What you have to do = Reproduce the rows below word for word, starting at the line that contains "Target: <item>dark hull stripe</item>" and ending with the last of the rows. Leave the pictures out of your copy.
[START OF Excerpted records]
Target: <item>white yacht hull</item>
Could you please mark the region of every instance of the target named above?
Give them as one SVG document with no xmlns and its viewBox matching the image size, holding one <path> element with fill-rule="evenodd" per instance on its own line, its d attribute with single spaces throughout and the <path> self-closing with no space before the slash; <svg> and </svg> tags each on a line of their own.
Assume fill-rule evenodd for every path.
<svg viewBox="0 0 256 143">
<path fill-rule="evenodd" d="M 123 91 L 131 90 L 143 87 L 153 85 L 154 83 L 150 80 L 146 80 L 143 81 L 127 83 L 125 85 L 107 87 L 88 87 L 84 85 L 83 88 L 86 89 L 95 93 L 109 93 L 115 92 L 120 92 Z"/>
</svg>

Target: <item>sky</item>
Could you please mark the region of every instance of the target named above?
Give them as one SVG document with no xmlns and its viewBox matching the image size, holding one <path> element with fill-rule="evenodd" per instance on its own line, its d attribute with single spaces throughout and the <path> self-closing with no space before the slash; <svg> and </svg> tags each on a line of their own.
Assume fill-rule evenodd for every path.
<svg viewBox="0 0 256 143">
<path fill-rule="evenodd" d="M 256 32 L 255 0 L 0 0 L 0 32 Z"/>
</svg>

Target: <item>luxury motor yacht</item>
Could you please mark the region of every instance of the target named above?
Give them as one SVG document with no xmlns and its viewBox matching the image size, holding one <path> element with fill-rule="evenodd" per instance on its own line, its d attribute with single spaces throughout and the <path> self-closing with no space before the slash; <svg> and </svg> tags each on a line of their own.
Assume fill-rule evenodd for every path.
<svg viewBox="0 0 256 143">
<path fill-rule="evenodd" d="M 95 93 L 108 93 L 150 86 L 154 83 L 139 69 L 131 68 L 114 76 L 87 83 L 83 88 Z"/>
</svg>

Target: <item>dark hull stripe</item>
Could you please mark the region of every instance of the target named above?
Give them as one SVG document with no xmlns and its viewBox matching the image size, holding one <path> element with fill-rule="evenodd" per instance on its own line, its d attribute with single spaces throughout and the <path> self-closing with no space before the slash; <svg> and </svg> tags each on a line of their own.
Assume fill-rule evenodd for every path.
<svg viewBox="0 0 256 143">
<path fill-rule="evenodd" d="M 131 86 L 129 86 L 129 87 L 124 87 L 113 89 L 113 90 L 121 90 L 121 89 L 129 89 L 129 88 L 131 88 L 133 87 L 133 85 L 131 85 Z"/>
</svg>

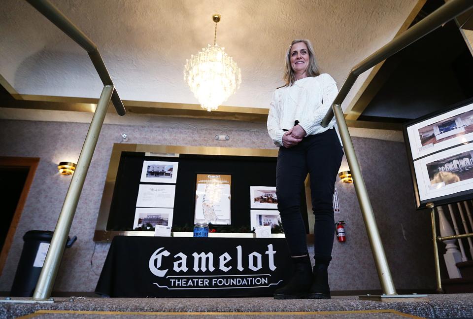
[END OF Excerpted records]
Solution to the problem =
Target: <item>dark hull stripe</item>
Could you please mark the region of every instance of the target named above?
Give them as one SVG document with no xmlns and its viewBox matching the image size, holding one <path> element with fill-rule="evenodd" per instance on its own line, its d attribute with single spaces throughout and the <path> self-closing with no space before the slash; <svg> and </svg> tags each on a line of their own.
Assume fill-rule evenodd for every path.
<svg viewBox="0 0 256 143">
<path fill-rule="evenodd" d="M 131 86 L 129 86 L 129 87 L 124 87 L 113 89 L 113 90 L 121 90 L 121 89 L 129 89 L 129 88 L 131 88 L 133 87 L 133 85 L 131 85 Z"/>
</svg>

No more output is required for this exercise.